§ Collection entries

[Start of Attachment]

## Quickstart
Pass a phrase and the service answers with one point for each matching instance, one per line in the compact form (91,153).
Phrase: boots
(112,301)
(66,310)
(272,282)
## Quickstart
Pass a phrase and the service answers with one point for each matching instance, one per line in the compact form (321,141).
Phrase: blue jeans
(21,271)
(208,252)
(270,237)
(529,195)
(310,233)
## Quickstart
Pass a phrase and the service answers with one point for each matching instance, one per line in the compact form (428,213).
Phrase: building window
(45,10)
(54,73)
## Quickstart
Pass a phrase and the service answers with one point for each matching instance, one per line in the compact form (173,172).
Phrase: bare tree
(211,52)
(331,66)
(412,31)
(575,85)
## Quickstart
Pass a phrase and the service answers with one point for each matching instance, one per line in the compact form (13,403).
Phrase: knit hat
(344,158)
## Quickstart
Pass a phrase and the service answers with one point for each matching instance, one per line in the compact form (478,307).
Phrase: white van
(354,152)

[End of Attachment]
[Start of Attachment]

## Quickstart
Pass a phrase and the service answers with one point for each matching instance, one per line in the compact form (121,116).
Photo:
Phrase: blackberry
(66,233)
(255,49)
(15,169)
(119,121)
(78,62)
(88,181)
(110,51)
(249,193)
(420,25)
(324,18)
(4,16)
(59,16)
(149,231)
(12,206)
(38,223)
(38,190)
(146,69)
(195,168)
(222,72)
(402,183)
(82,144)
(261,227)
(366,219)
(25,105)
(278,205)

[End of Attachment]
[Start of Attachment]

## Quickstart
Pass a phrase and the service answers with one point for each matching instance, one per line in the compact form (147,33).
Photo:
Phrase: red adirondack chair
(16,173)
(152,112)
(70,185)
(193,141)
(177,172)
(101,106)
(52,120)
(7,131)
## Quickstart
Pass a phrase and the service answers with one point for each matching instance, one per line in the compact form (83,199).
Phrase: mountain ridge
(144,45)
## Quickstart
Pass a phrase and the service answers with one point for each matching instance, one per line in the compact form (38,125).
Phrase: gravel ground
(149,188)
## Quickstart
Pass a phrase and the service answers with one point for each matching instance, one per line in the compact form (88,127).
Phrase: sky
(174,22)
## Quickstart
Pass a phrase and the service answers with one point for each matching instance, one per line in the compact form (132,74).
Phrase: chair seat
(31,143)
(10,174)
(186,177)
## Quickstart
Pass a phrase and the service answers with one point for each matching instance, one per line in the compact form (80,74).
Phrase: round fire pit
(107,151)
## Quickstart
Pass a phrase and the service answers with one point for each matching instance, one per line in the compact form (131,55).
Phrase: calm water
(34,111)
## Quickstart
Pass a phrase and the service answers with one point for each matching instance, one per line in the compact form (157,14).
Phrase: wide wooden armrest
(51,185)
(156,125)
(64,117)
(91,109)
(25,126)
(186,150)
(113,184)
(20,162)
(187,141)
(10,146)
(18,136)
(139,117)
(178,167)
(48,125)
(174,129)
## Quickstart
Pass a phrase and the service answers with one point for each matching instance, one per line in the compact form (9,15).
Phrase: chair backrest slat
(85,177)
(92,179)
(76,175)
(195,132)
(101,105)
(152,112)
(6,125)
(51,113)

[End of Attachment]

§ Exercise directions
Look above for the line with "Phrase: blue jeans" and the line with "compact form (173,172).". Write out those two lines and all the lines between them, exactly, and no others.

§ Your solution
Phrase: blue jeans
(21,271)
(208,252)
(270,237)
(529,195)
(310,233)
## Quickstart
Pass a phrase and the service answers with one point for each matching instance, one per line in the compact form (428,213).
Phrase: building window
(45,10)
(54,73)
## Quickstart
Pass a phrase and the service answers with one point for each matching instance, one per line in the compact form (173,172).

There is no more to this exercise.